EXERCISE: Write out exactly the lines from the one with "task | identify every instance of the baby's fist" through the last line. Pictures stay out.

PROVIDED ENTRIES:

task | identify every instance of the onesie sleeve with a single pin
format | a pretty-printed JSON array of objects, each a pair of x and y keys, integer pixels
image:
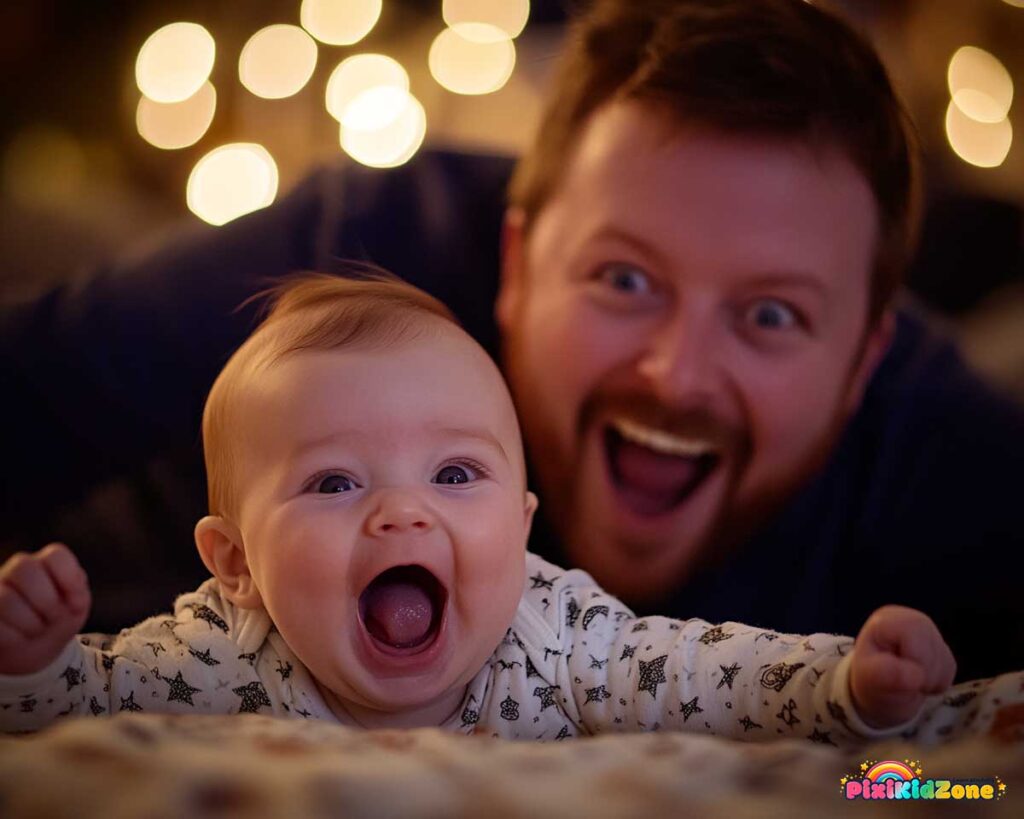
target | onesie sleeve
[
  {"x": 629, "y": 674},
  {"x": 185, "y": 662}
]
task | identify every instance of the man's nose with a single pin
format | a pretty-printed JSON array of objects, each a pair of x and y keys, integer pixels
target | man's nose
[
  {"x": 398, "y": 511},
  {"x": 680, "y": 359}
]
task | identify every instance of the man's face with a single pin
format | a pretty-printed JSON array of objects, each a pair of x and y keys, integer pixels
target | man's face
[
  {"x": 685, "y": 336},
  {"x": 384, "y": 518}
]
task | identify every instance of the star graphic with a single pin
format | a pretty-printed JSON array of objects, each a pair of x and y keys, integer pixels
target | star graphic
[
  {"x": 179, "y": 690},
  {"x": 72, "y": 676},
  {"x": 510, "y": 708},
  {"x": 540, "y": 582},
  {"x": 593, "y": 611},
  {"x": 253, "y": 697},
  {"x": 204, "y": 612},
  {"x": 652, "y": 675},
  {"x": 787, "y": 714},
  {"x": 748, "y": 724},
  {"x": 715, "y": 635},
  {"x": 689, "y": 708},
  {"x": 728, "y": 675},
  {"x": 571, "y": 612},
  {"x": 546, "y": 694},
  {"x": 204, "y": 656}
]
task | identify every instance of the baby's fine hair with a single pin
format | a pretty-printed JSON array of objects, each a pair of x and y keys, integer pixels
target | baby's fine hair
[{"x": 366, "y": 307}]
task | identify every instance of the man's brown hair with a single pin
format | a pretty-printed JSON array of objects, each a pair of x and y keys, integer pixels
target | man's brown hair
[
  {"x": 781, "y": 69},
  {"x": 307, "y": 311}
]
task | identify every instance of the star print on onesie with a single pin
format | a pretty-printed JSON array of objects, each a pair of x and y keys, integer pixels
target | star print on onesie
[{"x": 573, "y": 661}]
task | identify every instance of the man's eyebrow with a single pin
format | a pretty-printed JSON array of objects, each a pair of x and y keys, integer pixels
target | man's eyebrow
[{"x": 613, "y": 233}]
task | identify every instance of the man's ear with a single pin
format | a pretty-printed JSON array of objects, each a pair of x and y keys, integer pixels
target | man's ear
[
  {"x": 220, "y": 546},
  {"x": 876, "y": 347},
  {"x": 513, "y": 264}
]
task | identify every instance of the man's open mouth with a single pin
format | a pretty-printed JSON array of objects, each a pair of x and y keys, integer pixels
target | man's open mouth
[
  {"x": 655, "y": 471},
  {"x": 402, "y": 609}
]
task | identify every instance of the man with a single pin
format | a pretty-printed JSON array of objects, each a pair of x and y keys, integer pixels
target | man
[{"x": 725, "y": 416}]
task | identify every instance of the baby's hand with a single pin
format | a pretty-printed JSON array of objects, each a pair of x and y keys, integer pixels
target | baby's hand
[
  {"x": 44, "y": 600},
  {"x": 900, "y": 657}
]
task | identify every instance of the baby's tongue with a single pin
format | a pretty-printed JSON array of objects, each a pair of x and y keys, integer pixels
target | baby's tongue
[{"x": 397, "y": 612}]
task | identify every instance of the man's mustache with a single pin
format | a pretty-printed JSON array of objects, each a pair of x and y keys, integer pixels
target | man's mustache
[{"x": 694, "y": 422}]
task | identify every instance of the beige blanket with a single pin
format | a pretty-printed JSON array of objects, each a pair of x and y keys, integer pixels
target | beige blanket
[{"x": 249, "y": 766}]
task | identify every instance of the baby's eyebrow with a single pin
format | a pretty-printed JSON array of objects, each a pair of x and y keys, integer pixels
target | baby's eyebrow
[{"x": 479, "y": 433}]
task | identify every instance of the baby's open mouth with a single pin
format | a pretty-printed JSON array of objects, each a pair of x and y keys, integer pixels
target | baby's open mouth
[
  {"x": 653, "y": 471},
  {"x": 402, "y": 608}
]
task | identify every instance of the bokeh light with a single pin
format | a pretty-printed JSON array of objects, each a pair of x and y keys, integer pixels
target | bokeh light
[
  {"x": 508, "y": 15},
  {"x": 278, "y": 61},
  {"x": 980, "y": 143},
  {"x": 367, "y": 91},
  {"x": 174, "y": 61},
  {"x": 230, "y": 181},
  {"x": 339, "y": 22},
  {"x": 980, "y": 84},
  {"x": 176, "y": 125},
  {"x": 472, "y": 58},
  {"x": 392, "y": 144}
]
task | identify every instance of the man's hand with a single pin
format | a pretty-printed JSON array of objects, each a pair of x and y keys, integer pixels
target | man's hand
[
  {"x": 44, "y": 600},
  {"x": 900, "y": 657}
]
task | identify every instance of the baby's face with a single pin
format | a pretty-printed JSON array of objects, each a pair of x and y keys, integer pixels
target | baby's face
[{"x": 385, "y": 517}]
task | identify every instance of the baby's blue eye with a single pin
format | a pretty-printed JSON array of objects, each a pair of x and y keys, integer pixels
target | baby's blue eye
[
  {"x": 332, "y": 484},
  {"x": 453, "y": 474},
  {"x": 626, "y": 278},
  {"x": 772, "y": 314}
]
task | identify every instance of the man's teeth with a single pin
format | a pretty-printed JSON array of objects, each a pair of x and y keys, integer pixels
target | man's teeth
[{"x": 662, "y": 441}]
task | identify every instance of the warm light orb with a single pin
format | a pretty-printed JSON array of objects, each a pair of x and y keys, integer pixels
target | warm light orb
[
  {"x": 367, "y": 91},
  {"x": 174, "y": 61},
  {"x": 508, "y": 15},
  {"x": 339, "y": 22},
  {"x": 472, "y": 58},
  {"x": 391, "y": 145},
  {"x": 980, "y": 84},
  {"x": 980, "y": 143},
  {"x": 230, "y": 181},
  {"x": 278, "y": 61},
  {"x": 174, "y": 125}
]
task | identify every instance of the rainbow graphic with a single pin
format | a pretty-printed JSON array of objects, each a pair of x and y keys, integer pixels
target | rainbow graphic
[{"x": 884, "y": 771}]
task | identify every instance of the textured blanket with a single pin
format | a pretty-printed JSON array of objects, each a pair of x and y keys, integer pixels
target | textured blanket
[{"x": 251, "y": 766}]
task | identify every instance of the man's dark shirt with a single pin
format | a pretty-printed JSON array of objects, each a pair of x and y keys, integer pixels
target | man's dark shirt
[{"x": 103, "y": 382}]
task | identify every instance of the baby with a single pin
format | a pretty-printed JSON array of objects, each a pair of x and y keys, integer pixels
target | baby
[{"x": 367, "y": 541}]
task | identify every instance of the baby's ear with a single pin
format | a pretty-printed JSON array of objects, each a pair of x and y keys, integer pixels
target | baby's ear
[
  {"x": 529, "y": 509},
  {"x": 220, "y": 546}
]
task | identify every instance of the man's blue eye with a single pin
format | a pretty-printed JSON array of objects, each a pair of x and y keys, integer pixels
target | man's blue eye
[
  {"x": 453, "y": 474},
  {"x": 626, "y": 278},
  {"x": 771, "y": 314},
  {"x": 333, "y": 484}
]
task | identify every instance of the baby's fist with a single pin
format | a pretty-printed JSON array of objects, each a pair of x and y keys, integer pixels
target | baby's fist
[
  {"x": 44, "y": 600},
  {"x": 900, "y": 657}
]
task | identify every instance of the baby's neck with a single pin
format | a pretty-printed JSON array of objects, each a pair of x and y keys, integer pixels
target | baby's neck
[{"x": 430, "y": 715}]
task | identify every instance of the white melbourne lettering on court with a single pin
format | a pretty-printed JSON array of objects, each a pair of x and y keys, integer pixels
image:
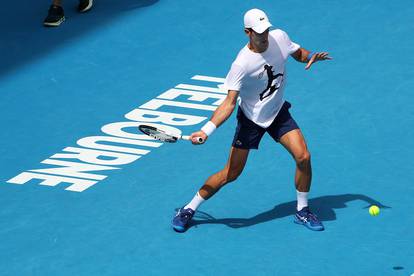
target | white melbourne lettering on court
[{"x": 116, "y": 147}]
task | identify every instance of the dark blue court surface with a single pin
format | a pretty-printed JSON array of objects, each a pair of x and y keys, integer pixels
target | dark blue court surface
[{"x": 61, "y": 88}]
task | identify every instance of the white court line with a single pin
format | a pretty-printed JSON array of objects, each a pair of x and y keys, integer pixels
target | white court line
[
  {"x": 201, "y": 88},
  {"x": 207, "y": 78}
]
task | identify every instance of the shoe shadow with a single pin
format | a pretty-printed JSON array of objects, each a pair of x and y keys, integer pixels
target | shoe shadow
[{"x": 324, "y": 207}]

ANSWER FOR THIS EXERCISE:
task | identify every instance of the baby's fist with a single pin
format | a pretty-printed JSON array of objects, each a pair of x and y keys, integer pixels
target | baby's fist
[
  {"x": 44, "y": 600},
  {"x": 900, "y": 657}
]
task | identify every instance of the baby's neck with a single pin
format | a pretty-printed JSON array of objects, each a pair of x and y keys, integer pixels
target | baby's neck
[{"x": 430, "y": 715}]
task | identify every instance of the white melbourne lettering on court with a single pin
format | a pretty-printed JSON array of objects, each a pair of x and y keys, integer pixels
image:
target | white melbourne lettering on court
[{"x": 116, "y": 147}]
task | identify every instance of the dark blue court surface with a single pin
format | a pretty-printed JSON array of objects, each a pair of x and y keys, integer pixels
target | dark blue court surface
[{"x": 61, "y": 88}]
task | identify every instance of the white court line with a single pin
format | a pretty-printed JSON array of objects, each a pair of x and y keys, integer pixels
target | white court line
[
  {"x": 201, "y": 88},
  {"x": 207, "y": 78}
]
task | identify every instance of the shoe shadow with a single pin
format | a pretty-printed JSON array of objects, each a pair of x and y keys, integer pixels
target | shoe shadow
[{"x": 324, "y": 207}]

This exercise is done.